Task item A =>
Translate this sentence from the text on the health bill into Spanish: "Even if the public option is eliminated from the bill, these onerous rationing provisions will remain intact."
Task item B =>
Retype the part of the text on the health bill from "(By TOM COBURN, Wall" to "will remain intact.".
*** Opening Text provided ***
The term "bully pulpit" stems from President Theodore Roosevelt's reference to the White House as a "bully pulpit," meaning a terrific platform from which to persuasively advocate an agenda. Roosevelt often used the word "bully" as an adjective meaning superb/wonderful. The Bully Pulpit features news, reasoned discourse, opinion and some humor.

Thursday, December 17, 2009

The Health Bill Is Scary

Government guidelines would likely have forbidden the test I used to discover Sheila's cancer.

(By TOM COBURN, Wall Street Journal) - I recently suggested that seniors will die sooner if Congress actually implements the Medicare cuts in the health-care bill put forward by Senate Majority Leader Harry Reid. My colleagues who defend the bill—none of whom have practiced medicine—predictably dismissed my concern as a scare tactic. They are wrong. Every American, not just seniors, should know that the rationing provisions in the Reid bill will not only reduce their quality of life, but their life spans as well.

My 25 years as a practicing physician have shown me what happens when government attempts to practice medicine: Doctors respond to government coercion instead of patient cues, and patients die prematurely. Even if the public option is eliminated from the bill, these onerous rationing provisions will remain intact.

For instance, the Reid bill (in sections 3403 and 2021) explicitly empowers Medicare to deny treatment based on cost. An Independent Medicare Advisory Board created by the bill—composed of permanent, unelected and, therefore, unaccountable members—will greatly expand the rationing practices that already occur in the program. Medicare, for example, has limited cancer patients' access to Epogen, a costly but vital drug that stimulates red blood cell production. It has limited the use of virtual, and safer, colonoscopies due to cost concerns. And Medicare refuses medical claims at twice the rate of the largest private insurers.
*** Closing Text provided ***
*** Opening Data under study ***
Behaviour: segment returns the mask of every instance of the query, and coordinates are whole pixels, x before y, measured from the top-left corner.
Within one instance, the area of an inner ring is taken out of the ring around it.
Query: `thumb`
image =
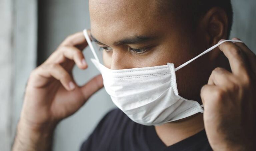
[[[100,74],[91,79],[80,88],[85,99],[87,100],[103,86],[103,79],[101,74]]]

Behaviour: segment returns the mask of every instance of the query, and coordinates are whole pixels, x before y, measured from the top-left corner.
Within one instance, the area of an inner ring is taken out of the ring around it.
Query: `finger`
[[[79,68],[84,69],[88,66],[83,53],[79,49],[72,47],[63,47],[60,51],[65,57],[73,60]]]
[[[219,88],[215,85],[206,85],[202,87],[200,95],[202,102],[205,108],[205,104],[206,103],[207,103],[207,101],[210,101],[215,99],[212,96],[213,92],[218,91],[219,90]]]
[[[79,32],[68,36],[60,46],[76,46],[80,50],[82,50],[87,45],[83,32]]]
[[[217,67],[212,72],[208,84],[226,87],[231,85],[234,80],[232,73],[224,68]]]
[[[234,38],[232,39],[241,40],[239,38]],[[247,58],[249,60],[250,65],[252,68],[251,69],[254,71],[254,74],[256,74],[256,55],[244,43],[236,42],[235,43],[245,52]]]
[[[75,82],[69,74],[59,64],[43,64],[40,66],[37,70],[37,74],[40,76],[47,79],[53,77],[59,80],[68,91],[73,90],[76,86]],[[45,81],[45,82],[48,81],[49,80]]]
[[[46,63],[47,64],[60,64],[64,62],[67,58],[73,60],[80,69],[85,69],[88,67],[83,53],[76,47],[61,46],[59,47],[55,52],[49,57]]]
[[[81,90],[85,99],[87,100],[103,86],[103,79],[101,74],[95,77],[81,87]]]
[[[221,40],[219,42],[221,42]],[[248,73],[248,67],[241,49],[232,42],[226,42],[219,46],[228,59],[232,73],[237,76],[243,76]]]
*** Closing Data under study ***
Your solution A =>
Incluso si se elimina la opción pública del proyecto de ley, estas onerosas disposiciones de racionamiento permanecerán intactas.

Your solution B =>
(By TOM COBURN, Wall Street Journal) - I recently suggested that seniors will die sooner if Congress actually implements the Medicare cuts in the health-care bill put forward by Senate Majority Leader Harry Reid. My colleagues who defend the bill—none of whom have practiced medicine—predictably dismissed my concern as a scare tactic. They are wrong. Every American, not just seniors, should know that the rationing provisions in the Reid bill will not only reduce their quality of life, but their life spans as well.

My 25 years as a practicing physician have shown me what happens when government attempts to practice medicine: Doctors respond to government coercion instead of patient cues, and patients die prematurely. Even if the public option is eliminated from the bill, these onerous rationing provisions will remain intact.